Durante este Año Ignaciano, publicamos una serie de homilías que el P. General Kolvenbach pronunció en las fiestas de San Ignacio. En esta homilía, el P. Kolvenbach habla de la intimidad con Dios Padre.
Iglesia de San Ignacio, Roma, 31 de julio de 1999
Al celebrar esta tarde la fiesta de San Ignacio en la Iglesia dedicada a él, no podemos menos de caer en la cuenta de hallarnos casi en el umbral del año 2000. San Ignacio nos ha acompañado en el año de Cristo y de él hemos aprendido a seguir a Jesús en la cruz y en la gloria, siempre «todo entero mi Dios» (Diario espir., 27 febr. 1544). Además, San Ignacio nos ha ayudado a vivir el año del Espíritu, enseñándonos el discernimiento que pone de manifiesto en todo el mayor servicio al Señor y a su Iglesia. Hoy esperamos de San Ignacio una palabra que nos conduzca hacia El que es principio y fin de toda existencia humana, Dios, Padre de Jesús y Padre nuestro.
Al igual que a todo niño se le revela su padre no en los libros o estudios sino en la experiencia de su vida, San Ignacio aprendió en la experiencia que Dios era su Padre, que está en el cielo, y aprendió que «Dios es mi Señor» viviendo la vida de cada día. Con ocasión de un luto o una enfermedad, de un nacimiento o una boda, como de cualquier otro hecho doloroso o gozoso, en sus cartas recuerda con frecuencia que se trata siempre de un don amoroso de Dios, de un gesto amable de nuestro Padre. Escribe: «Tenemos un Dios tan bueno, tan atento y amoroso con nosotros que sólo elige 10 que es mejor para nosotros».
Ignacio no era un soñador que no conoce la vida ni un ingenuo que no mira de frente a la realidad. Por experiencia sabía que el camino hacia Dios es áspero y duro, pero nunca absurdo o repugnante. Porque en todo está presente un Dios amoroso, y trabaja por nosotros, está siempre entre nosotros, llamando a cada uno por su nombre y cuidando a cada planta o animal en particular. El Padre respeta a toda criatura por pequeña que sea, y sin El ningún pajarillo cae por tierra; por eso dice Jesús: cada uno de vosotros todos valéis mucho más que una multitud de pájaros.
En su familiaridad con Dios Padre, San Ignacio sabía por experiencia que era un pequeñísimo servidor en presencia de su Divina Majestad. Pero el Padre le hacía comprender cómo la omnipotencia divina que ha creado todo y sigue creándolo, no actúa para deslumbrar a las criaturas con brillantes acciones espectaculares ni menos aún para aplastarnos con su fuerza. Dios ha creado como Padre que engendra por amor, por deseo de cercanía amorosa, situándonos en el camino, confiando en nosotros, regocijándose cuando nos ve crecer en la intimidad con El hasta el día en que nos recibe en la casa del Padre. La omnipotencia de esta Majestad divina se pone de manifiesto en la bondad inefable de un Dios Padre que se inclina antes de todo sobre el porvenir de los pequeños y de los débiles y con insondable ternura sobre los hijos pródigos. La Virgen lo ensalza en su cántico: levanta a los humildes, colma de bienes a los hambrientos y su misericordia se extiende de generación en generación. Ante esta inagotable bondad del Padre, Ignacio se avergonzaba y muchas veces firmaba las cartas con esta confesión: Ignacio, pobre en bondad, pobre que reconoce que todo es don de Dios, que todo es gracia.

________

Objetivo del ejercicio:
Prolonga la homilía sobre la intimidad con Dios Padre a partir de donde termina. Este material procede de una fuente distinta a la del texto.

________

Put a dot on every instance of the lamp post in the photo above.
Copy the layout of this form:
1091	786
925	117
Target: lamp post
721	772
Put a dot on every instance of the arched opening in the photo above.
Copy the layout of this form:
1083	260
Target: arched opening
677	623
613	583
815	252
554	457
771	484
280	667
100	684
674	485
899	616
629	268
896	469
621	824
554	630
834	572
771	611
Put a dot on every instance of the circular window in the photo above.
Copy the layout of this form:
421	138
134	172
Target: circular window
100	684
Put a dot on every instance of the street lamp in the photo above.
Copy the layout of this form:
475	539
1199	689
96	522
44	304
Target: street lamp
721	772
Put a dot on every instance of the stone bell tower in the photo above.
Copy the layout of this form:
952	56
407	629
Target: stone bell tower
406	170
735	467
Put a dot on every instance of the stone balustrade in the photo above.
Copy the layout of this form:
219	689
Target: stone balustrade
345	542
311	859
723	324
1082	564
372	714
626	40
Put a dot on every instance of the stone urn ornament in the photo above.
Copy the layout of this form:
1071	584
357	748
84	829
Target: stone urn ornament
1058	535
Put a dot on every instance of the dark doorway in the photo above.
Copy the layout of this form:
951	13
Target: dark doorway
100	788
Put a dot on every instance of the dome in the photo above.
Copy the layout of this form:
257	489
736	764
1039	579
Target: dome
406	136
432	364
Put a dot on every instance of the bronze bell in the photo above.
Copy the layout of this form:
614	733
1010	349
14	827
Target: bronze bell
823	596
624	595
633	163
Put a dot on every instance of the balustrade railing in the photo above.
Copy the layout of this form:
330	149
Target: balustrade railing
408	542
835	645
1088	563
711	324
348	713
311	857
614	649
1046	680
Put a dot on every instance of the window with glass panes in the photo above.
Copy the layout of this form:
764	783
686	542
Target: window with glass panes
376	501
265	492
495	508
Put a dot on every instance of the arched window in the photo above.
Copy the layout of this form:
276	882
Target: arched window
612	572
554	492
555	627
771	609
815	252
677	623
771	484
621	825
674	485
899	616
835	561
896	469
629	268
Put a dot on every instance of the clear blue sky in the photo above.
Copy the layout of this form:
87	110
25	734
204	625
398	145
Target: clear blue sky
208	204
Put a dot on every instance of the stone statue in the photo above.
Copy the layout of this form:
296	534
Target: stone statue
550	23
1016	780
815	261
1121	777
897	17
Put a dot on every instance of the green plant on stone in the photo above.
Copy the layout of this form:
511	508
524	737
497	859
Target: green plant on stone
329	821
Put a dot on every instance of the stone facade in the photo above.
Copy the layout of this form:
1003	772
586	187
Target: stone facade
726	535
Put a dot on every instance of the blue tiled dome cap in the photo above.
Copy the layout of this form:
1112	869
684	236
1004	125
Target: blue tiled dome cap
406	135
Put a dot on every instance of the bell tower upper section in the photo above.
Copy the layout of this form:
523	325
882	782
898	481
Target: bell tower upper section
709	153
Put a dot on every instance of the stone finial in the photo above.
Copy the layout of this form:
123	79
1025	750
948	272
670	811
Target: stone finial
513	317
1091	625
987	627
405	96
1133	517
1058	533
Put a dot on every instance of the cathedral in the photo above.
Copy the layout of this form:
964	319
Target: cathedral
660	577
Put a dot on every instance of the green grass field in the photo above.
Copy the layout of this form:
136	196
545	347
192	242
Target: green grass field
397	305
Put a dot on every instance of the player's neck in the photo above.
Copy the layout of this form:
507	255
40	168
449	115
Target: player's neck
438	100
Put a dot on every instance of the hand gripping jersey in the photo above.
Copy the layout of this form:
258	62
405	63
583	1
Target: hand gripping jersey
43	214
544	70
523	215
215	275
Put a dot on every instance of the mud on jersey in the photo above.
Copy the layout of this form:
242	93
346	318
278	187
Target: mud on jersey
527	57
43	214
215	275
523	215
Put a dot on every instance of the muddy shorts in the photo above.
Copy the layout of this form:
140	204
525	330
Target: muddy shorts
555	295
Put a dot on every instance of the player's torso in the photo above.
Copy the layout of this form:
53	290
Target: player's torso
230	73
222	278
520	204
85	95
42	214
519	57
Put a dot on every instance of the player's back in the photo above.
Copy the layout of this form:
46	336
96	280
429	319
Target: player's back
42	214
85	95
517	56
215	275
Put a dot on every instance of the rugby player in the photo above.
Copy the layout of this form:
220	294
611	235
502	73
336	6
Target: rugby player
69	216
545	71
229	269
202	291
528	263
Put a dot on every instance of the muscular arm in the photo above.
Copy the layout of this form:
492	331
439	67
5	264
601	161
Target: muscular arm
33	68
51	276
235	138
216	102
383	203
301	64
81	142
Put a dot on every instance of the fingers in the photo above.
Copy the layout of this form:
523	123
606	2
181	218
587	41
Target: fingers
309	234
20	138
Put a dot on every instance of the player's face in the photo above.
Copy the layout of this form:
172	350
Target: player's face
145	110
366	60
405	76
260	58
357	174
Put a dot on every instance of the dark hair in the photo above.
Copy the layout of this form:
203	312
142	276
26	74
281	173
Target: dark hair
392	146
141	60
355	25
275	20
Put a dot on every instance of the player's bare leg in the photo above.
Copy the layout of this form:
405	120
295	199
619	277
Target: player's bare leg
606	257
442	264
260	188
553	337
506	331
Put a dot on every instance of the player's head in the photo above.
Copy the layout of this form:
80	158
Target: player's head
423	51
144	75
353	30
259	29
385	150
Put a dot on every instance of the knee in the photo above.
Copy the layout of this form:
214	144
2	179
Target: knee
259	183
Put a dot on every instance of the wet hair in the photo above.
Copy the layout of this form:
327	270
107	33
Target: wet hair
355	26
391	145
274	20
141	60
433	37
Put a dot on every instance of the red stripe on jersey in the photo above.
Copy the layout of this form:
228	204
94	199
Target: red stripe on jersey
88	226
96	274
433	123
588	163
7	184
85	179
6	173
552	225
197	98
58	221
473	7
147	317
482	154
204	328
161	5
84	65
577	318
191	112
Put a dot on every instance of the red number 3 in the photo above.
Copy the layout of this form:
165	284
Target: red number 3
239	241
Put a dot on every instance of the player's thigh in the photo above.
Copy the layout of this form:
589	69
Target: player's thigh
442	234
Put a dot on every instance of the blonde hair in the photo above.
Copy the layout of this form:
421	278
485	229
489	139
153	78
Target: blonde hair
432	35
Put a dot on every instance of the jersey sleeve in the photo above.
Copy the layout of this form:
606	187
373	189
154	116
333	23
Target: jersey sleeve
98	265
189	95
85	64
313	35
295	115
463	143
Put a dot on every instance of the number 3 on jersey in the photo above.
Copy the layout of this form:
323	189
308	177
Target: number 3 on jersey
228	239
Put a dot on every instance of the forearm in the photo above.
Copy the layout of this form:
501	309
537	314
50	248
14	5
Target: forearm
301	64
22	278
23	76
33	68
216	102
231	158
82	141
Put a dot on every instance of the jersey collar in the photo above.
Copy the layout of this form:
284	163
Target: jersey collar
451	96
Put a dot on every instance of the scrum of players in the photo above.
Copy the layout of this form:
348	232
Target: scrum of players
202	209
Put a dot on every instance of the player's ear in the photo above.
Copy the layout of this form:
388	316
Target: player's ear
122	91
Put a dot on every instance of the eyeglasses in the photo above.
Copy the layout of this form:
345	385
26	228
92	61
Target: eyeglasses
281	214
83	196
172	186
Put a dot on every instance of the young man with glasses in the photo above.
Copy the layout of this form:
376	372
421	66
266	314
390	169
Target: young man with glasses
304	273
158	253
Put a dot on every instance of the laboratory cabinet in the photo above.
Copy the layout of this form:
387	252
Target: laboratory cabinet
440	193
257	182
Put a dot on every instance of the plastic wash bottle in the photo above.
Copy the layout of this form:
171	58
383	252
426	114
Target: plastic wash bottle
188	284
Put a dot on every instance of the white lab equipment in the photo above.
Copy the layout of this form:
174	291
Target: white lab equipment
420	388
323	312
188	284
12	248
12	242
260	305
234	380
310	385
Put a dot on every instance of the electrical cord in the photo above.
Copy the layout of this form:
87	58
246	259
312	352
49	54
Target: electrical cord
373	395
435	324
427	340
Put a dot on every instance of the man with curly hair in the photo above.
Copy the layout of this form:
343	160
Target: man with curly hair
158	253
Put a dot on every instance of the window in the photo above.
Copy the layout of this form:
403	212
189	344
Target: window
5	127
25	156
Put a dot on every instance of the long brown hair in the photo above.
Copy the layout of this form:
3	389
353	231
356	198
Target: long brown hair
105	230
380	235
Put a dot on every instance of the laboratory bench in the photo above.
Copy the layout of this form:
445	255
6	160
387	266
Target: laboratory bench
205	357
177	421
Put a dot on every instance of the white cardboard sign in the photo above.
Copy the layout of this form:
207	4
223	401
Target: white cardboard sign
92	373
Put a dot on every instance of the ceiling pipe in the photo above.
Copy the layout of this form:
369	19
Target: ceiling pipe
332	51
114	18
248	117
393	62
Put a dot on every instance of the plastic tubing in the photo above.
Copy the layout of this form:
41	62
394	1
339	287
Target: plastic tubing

________

Resultado del ejercicio:
Para Ignacio, era expresión muy sobrecogedora de esta bondad del Padre el deseo de hablarnos. Incesantemente nos invita al coloquio, a entrar en diálogo con El que es el Señor, pero con Quien podemos hablar como un amigo habla a un amigo, gracias a su bondad. Si en distintas ocasiones y bajo formas diferentes nos habla Dios es porque nos ama, desea acercarse a nosotros considerándonos interlocutores válidos, como adultos libres y responsables. Al entrar en conversación con nosotros, de hecho nuestro Padre Dios se hace vulnerable: en su bondad divina ha querido correr el riesgo de que nosotros rechacemos este diálogo, que traicionemos su palabra. Nos ha amado tanto que nos ha entregado a su Hijo como palabra de vida; y este diálogo con nosotros ha estallado en la ruptura de la cruz. Y, a pesar de conocer el lenguaje de nuestra historia con sus tristes aventuras de mala voluntad e infidelidad, en su bondad Dios no ha ahorrado ningún riesgo y sigue hablándonos por medio de su Palabra viviente, un Verbo de carne y sangre.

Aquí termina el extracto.